THE NATIONAL Academies of Sciences, Engineering and Medicine already examined genetically engineered (GE) crops once, concluding six years ago that the facts do not justify the fears about “Frankenfoods.” Overblown worries nevertheless continue to proliferate, prompting a movement to stigmatize genetically engineered crops by requiring labels on food packaging. Meanwhile, the technology also has advanced: New tools will allow scientists to more precisely cut and paste genetic code. So the National Academies have again tried to sort things out, releasing another authoritative report Tuesday that refutes the counterproductive scaremongering from the anti-genetically-engineered side. It also points to a bright future in which these crops help solve a range of problems — if governments get the policy right.
The National Academies experts reviewed the relevant studies and solicited huge amounts of feedback. The upshot? “No differences have been found that implicate a higher risk to human health safety from these GE foods than from their non-GE counterparts,” they concluded. They based their findings partially on a comparison of European countries, where genetically engineered crops generally are not used, and the United States, where they are plentiful. They could find no significant differences attributable to genetically engineered crops, across a range of diseases and disorders.
Moreover, the experts concluded, “the committee found no conclusive evidence of cause-and-effect relationships between GE crops and environmental problems.” Among other things, the scientists found concerns that the crops are degrading plant and animal biodiversity to be insubstantial.

[Given records]

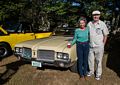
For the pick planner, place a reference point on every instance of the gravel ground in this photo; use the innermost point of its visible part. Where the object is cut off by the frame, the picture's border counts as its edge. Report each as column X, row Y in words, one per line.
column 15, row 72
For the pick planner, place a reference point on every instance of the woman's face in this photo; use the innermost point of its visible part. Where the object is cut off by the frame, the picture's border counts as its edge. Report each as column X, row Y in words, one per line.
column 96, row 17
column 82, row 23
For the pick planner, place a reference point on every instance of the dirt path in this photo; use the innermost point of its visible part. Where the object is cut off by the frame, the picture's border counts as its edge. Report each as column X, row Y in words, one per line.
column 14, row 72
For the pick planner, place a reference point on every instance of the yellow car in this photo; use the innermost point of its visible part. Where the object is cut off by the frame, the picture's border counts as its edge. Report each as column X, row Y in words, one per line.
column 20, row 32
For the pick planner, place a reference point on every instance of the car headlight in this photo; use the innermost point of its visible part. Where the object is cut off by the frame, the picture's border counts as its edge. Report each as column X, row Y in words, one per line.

---

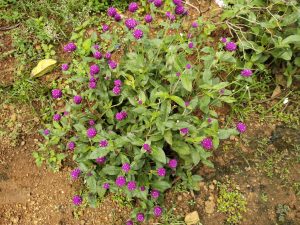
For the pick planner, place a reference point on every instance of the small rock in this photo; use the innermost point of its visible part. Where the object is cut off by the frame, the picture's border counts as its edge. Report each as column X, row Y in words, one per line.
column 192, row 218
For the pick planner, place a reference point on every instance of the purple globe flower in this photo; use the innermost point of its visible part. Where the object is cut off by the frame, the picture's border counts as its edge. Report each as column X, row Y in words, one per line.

[Questions]
- a) For each statement, say whether it agrees with the passage on genetically engineered crops, and quote the words from the passage that decide it.
(i) The National Academies first examined genetically engineered crops six years ago.
(ii) The experts compared European countries with the United States.
(iii) The committee found conclusive evidence that genetically engineered crops cause environmental problems.
- b) Answer these questions from the passage on genetically engineered crops.
(i) What will the new tools allow scientists to do?
(ii) On what day was the new report released?
(iii) How did the scientists judge concerns that the crops are degrading plant and animal biodiversity?
The entries come from a different source than the passage on genetically engineered crops.

[Outputs in order]
- a)
(i) Yes: "concluding six years ago that the facts do not justify the fears"
(ii) Yes: "a comparison of European countries, where genetically engineered crops generally are not used, and the United States, where they are plentiful"
(iii) No: "the committee found no conclusive evidence of cause-and-effect relationships between GE crops and environmental problems"

- b)
(i) Cut and paste genetic code more precisely.
(ii) Tuesday.
(iii) As insubstantial.